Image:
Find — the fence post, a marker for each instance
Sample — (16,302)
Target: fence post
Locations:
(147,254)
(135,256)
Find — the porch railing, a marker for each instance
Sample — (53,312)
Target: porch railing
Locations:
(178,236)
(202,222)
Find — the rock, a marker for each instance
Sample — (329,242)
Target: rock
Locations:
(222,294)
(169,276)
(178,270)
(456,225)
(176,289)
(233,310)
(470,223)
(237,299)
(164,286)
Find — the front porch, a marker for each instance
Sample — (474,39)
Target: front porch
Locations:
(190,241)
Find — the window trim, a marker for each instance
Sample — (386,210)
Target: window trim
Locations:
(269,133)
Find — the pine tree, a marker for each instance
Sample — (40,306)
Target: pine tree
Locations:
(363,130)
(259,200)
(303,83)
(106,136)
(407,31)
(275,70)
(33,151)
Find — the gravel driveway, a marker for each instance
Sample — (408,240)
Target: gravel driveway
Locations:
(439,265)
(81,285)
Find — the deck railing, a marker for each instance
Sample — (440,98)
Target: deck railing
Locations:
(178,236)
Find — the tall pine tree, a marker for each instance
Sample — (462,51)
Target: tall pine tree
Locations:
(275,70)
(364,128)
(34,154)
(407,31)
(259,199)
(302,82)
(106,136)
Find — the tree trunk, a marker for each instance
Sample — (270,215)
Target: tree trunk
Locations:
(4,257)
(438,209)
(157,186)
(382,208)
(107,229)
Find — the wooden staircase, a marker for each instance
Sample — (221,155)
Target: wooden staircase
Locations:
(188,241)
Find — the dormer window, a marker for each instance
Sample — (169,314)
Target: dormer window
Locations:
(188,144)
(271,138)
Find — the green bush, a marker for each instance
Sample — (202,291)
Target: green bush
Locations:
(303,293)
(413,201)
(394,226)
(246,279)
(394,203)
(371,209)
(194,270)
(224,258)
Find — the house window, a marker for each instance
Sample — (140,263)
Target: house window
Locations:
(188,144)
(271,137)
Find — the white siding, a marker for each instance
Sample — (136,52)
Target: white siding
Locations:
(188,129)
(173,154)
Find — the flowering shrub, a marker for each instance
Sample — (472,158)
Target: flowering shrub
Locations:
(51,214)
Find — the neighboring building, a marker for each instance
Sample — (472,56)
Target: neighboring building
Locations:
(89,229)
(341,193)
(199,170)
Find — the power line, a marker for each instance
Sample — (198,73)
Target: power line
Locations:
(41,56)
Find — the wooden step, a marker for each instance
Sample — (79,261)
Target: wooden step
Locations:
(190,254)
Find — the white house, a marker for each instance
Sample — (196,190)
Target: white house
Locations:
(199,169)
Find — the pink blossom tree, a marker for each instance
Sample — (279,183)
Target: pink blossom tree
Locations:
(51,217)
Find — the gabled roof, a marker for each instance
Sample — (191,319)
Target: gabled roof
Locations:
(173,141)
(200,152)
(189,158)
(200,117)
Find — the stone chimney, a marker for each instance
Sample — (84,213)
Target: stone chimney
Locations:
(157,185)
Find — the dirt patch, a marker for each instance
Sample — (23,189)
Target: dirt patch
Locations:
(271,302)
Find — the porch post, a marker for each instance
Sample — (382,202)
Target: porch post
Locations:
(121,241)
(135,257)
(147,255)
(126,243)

-*-

**WHAT IS REQUIRED**.
Write an exact transcription of every entry above.

**RESULT**.
Image:
Find — the fence post, a marker for each instance
Sample — (16,302)
Target: fence post
Locations:
(147,254)
(135,256)
Find — the porch railing, a marker for each instance
Sample — (53,312)
Target: porch railing
Locations:
(178,236)
(202,222)
Find — the rock, a marker for each instance
Sample — (329,242)
Target: rock
Locations:
(222,294)
(169,276)
(178,270)
(456,225)
(176,289)
(233,310)
(470,223)
(237,299)
(164,286)
Find — the front porch, a marker for each instance
Sample — (474,39)
Target: front porch
Locations:
(190,241)
Find — the window trim, a marker for each instance
Sample — (386,210)
Target: window trim
Locations:
(269,133)
Find — the pine tree, a marker for each instance
Sample — (40,306)
Target: pine tree
Locations:
(363,130)
(259,200)
(303,83)
(106,136)
(407,31)
(275,70)
(33,151)
Find — the gravel driveway, a marker for each instance
Sample — (408,240)
Target: gravel driveway
Locations:
(439,265)
(81,285)
Find — the deck railing, a marker for each instance
Sample — (440,98)
Target: deck railing
Locations:
(178,236)
Find — the tall pine tree, a marker for each instance
Sample — (462,51)
Target: tall pine tree
Locations:
(275,70)
(364,128)
(34,154)
(407,31)
(259,199)
(302,82)
(106,136)
Find — the tree trunk, a marker for each instance
Sample — (270,215)
Target: tree trunk
Locations:
(4,257)
(438,209)
(157,186)
(382,208)
(107,229)
Find — the wooden staircase, a marker for each instance
Sample — (221,155)
Target: wooden staircase
Locations:
(188,241)
Find — the dormer window, a marker for each instance
Sample — (169,314)
Target: dormer window
Locations:
(188,144)
(271,138)
Find — the green bush, a marker for each instance
Sample — (202,291)
Target: green bush
Locations:
(303,293)
(413,201)
(394,226)
(246,279)
(394,203)
(371,209)
(194,270)
(224,258)
Find — the house window, a marker for each instance
Sample — (140,263)
Target: house window
Locations:
(188,144)
(271,137)
Find — the white siding, a marker for each instance
Sample — (136,52)
Target: white siding
Locations:
(188,129)
(173,154)
Find — the flowering shrub, a marker for each instance
Sample — (472,158)
Target: flowering shrub
Locations:
(51,214)
Find — the neighboring building, a marker for each instance
Sample — (472,56)
Target: neighboring building
Locations:
(89,229)
(341,193)
(199,170)
Find — the power line, a marker for each instance
Sample — (198,73)
Target: power line
Locations:
(41,56)
Find — the wooden step, a marker for each instance
Sample — (79,261)
Target: wooden step
Locations:
(190,254)
Find — the white house, a marker for each instance
Sample — (196,190)
Target: white house
Locations:
(199,169)
Find — the pink blossom tree, a marker for each instance
Sample — (279,183)
Target: pink blossom tree
Locations:
(51,217)
Find — the gabled roof, a marker for each instance
Sample — (191,319)
Target: gabled roof
Locations:
(173,141)
(200,152)
(189,158)
(200,117)
Find — the stone chimney, a marker for each instance
Sample — (84,213)
Target: stone chimney
Locations:
(157,185)
Find — the dirt patch, a marker for each instance
Sample — (23,189)
Target: dirt patch
Locations:
(271,302)
Find — the porch post, a marker for each instance
Sample — (382,202)
Target: porch post
Locations:
(121,241)
(135,257)
(147,255)
(126,243)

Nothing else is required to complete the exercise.